──────── PAGE TEXT

The United States said on March 20 that it will collect duties of between 2.9% and 4.7% on Chinese solar cells and panels. China had expected duties of up to 10%, state media said.
China on Wednesday sought to defuse a trade dispute with the United States after the latter imposed duties on Chinese solar products, saying it would not hurt ties, even as state media cried protectionism.
The United States on Tuesday said it will collect duties of between 2.9% and 4.7% on Chinese solar cells and panels, in a preliminary ruling after an investigation over whether companies received unfair financial support.
U.S. companies have accused China of improperly subsidizing its solar sector as part of a no-holds-barred commercial battle for supremacy of the lucrative market.
"It is normal for the two sides to have friction and differences of views," Chinese Foreign Ministry spokesman Hong Lei told a regular news briefing in Beijing.
"We should not allow such friction to impair the sound development of Sino-U.S. economic relations," he said, calling for negotiations to help resolve trade disputes.
China had expected duties of up to 10%, state media said. Shares of some Chinese solar companies rose in domestic trading Wednesday given the less-than-expected duties, brokers said.

────────────────

* _TASK GOAL_:
Summarize the article on U.S. duties on Chinese solar products in two sentences.

──────── EXTRACTED INFORMATION

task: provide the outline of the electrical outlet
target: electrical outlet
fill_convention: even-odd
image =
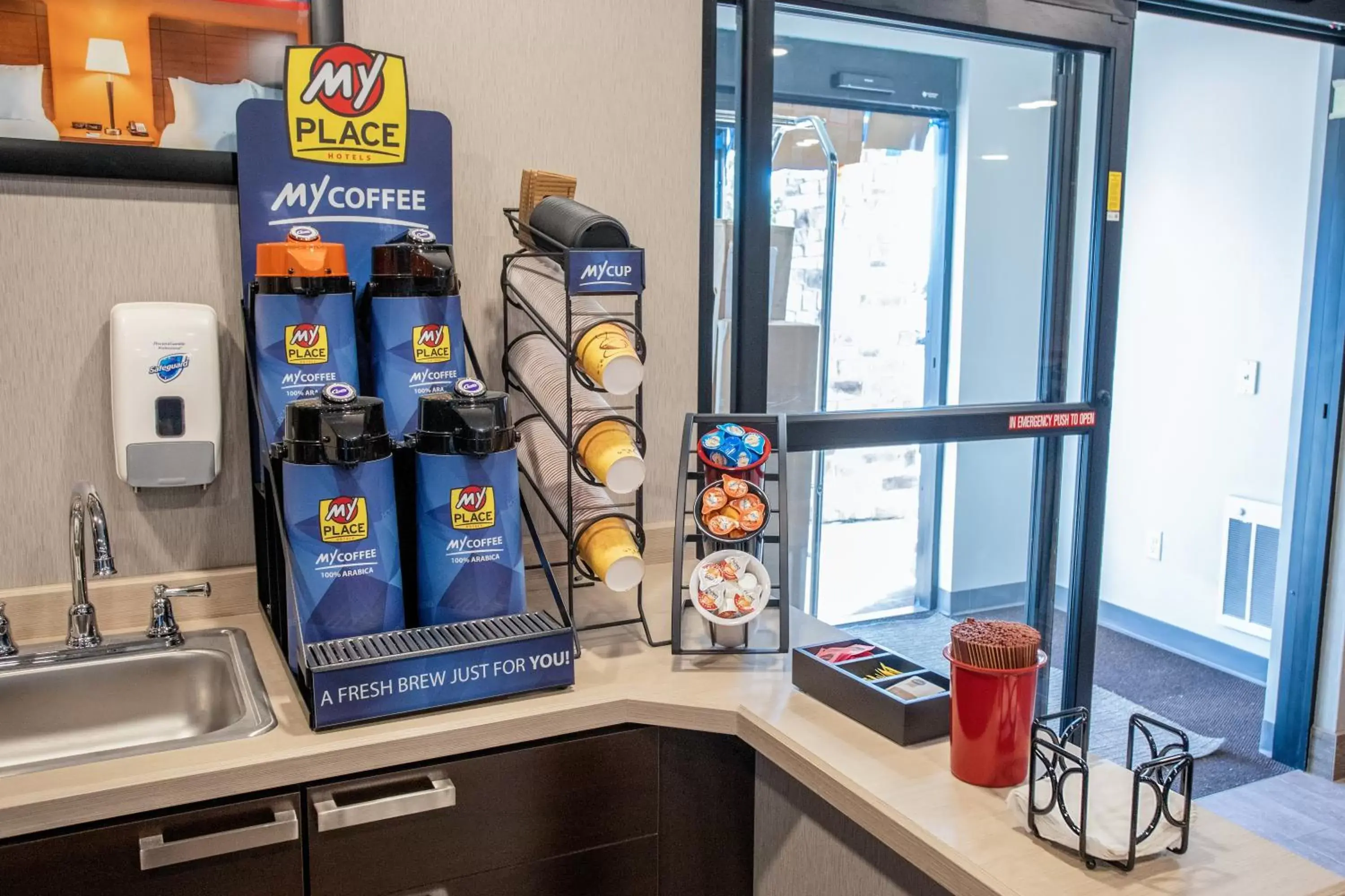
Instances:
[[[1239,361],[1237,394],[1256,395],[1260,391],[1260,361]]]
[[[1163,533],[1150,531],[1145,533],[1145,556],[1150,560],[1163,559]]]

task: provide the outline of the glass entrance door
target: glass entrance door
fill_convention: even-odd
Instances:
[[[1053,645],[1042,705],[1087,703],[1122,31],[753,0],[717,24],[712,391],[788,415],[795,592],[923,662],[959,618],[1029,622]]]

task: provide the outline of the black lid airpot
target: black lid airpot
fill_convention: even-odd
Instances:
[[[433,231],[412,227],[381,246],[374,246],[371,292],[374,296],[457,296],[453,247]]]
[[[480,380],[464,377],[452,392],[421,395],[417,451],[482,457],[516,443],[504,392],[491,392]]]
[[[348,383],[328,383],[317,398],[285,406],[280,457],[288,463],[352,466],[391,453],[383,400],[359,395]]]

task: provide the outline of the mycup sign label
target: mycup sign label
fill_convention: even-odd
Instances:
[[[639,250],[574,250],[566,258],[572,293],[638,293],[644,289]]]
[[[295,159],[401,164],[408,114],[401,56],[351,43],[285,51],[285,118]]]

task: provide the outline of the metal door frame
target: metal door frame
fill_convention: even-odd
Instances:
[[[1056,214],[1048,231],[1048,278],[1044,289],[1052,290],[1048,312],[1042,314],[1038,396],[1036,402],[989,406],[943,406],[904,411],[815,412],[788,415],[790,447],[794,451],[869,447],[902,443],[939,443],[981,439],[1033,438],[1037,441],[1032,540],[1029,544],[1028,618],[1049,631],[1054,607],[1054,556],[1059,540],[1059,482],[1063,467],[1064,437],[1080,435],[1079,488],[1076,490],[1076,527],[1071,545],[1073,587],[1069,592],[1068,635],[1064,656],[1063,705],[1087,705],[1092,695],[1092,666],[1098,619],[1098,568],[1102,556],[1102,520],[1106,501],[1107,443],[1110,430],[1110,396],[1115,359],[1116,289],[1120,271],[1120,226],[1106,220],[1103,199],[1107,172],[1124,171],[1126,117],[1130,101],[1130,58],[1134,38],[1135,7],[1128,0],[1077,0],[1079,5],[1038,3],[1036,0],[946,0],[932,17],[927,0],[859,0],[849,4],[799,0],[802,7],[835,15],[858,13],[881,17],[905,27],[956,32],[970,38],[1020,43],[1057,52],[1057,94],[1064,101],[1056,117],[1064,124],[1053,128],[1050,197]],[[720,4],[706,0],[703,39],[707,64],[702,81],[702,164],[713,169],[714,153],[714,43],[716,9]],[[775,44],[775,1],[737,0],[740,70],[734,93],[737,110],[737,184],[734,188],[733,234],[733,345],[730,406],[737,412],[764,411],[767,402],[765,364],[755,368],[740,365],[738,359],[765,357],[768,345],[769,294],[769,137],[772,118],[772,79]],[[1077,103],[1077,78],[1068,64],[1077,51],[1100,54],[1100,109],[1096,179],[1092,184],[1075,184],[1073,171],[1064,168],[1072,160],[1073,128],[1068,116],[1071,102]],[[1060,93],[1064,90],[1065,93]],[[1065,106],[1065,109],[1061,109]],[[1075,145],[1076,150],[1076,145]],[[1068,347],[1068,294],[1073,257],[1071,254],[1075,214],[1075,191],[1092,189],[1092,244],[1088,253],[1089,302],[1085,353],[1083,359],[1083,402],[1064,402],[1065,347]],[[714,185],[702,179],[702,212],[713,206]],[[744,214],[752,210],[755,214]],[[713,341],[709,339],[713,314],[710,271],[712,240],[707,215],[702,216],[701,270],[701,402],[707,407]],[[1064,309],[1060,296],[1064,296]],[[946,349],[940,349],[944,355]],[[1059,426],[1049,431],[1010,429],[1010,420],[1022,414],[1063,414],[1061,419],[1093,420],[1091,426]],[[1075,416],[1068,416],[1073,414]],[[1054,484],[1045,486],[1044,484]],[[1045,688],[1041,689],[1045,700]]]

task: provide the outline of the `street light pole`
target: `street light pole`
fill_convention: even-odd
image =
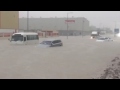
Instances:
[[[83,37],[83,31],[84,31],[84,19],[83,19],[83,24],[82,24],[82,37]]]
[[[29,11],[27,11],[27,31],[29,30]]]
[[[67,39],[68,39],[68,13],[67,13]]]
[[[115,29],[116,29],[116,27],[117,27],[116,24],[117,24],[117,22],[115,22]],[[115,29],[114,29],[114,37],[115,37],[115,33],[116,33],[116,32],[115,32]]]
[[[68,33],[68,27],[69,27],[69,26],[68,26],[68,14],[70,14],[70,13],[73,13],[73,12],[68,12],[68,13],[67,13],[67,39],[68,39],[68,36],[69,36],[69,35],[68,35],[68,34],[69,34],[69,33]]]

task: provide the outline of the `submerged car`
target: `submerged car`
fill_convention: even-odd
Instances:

────────────────
──────── EXTRACTED INFORMATION

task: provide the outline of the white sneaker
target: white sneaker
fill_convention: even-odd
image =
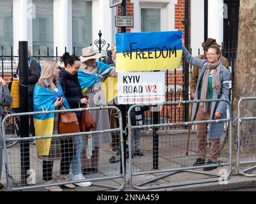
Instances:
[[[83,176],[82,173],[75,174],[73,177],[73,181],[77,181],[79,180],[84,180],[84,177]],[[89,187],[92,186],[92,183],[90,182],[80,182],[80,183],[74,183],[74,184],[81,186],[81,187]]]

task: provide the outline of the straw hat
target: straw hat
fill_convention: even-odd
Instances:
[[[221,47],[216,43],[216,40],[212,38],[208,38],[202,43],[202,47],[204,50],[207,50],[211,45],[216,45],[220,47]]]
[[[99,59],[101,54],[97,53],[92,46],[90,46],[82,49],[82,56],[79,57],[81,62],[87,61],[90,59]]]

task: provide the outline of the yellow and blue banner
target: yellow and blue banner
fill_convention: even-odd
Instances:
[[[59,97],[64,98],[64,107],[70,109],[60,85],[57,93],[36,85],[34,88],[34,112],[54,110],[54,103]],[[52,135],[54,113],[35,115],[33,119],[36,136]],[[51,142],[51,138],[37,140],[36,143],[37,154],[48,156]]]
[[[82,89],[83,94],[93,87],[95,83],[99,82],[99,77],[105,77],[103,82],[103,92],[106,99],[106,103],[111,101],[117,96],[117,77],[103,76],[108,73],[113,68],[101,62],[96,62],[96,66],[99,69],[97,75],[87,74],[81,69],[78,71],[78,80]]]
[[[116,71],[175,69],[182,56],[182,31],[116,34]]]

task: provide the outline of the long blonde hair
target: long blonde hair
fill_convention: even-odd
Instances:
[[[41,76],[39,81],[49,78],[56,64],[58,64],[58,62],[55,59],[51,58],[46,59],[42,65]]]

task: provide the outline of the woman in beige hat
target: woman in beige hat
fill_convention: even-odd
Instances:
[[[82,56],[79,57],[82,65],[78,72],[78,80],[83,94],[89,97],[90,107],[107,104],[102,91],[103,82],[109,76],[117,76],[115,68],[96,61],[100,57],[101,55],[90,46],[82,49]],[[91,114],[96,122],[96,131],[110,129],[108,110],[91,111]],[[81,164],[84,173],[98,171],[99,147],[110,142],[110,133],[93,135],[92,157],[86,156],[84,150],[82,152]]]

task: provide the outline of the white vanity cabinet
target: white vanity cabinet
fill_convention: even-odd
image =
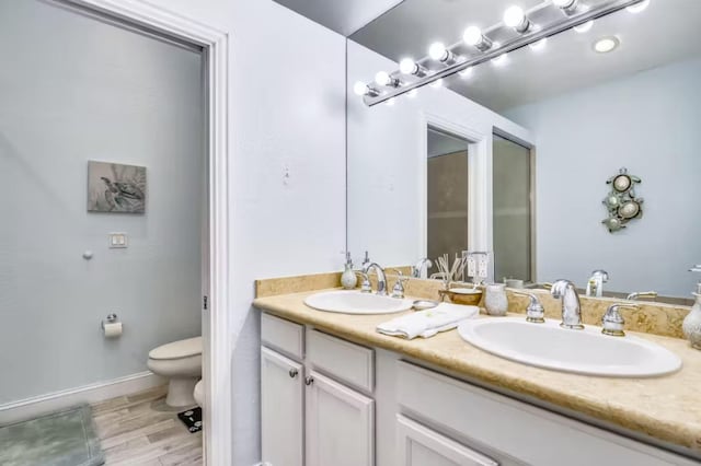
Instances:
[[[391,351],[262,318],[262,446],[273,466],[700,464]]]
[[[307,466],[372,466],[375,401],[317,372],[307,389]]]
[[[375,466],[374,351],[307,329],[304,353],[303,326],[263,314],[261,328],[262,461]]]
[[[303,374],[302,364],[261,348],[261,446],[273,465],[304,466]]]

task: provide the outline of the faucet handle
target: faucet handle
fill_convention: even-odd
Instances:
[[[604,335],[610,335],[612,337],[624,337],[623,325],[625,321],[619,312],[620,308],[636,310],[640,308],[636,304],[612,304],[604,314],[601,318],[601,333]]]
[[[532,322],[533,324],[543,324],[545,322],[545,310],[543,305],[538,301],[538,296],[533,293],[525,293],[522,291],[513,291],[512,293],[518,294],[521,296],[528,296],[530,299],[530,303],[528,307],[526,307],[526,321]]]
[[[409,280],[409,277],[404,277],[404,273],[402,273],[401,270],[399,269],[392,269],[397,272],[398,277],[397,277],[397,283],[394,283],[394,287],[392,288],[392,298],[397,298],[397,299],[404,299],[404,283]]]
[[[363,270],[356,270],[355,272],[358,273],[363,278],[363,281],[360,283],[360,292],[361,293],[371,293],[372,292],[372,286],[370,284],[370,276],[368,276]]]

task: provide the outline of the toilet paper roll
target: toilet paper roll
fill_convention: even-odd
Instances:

────────────────

* _OUTPUT BELOW_:
In a preliminary ruling after an investigation into whether companies received unfair financial support, the United States said it will collect duties of between 2.9% and 4.7% on Chinese solar cells and panels. China sought to defuse the dispute, saying friction is normal and should not impair economic relations, while state media cried protectionism and some Chinese solar shares rose because the duties were lower than the up to 10% China had expected.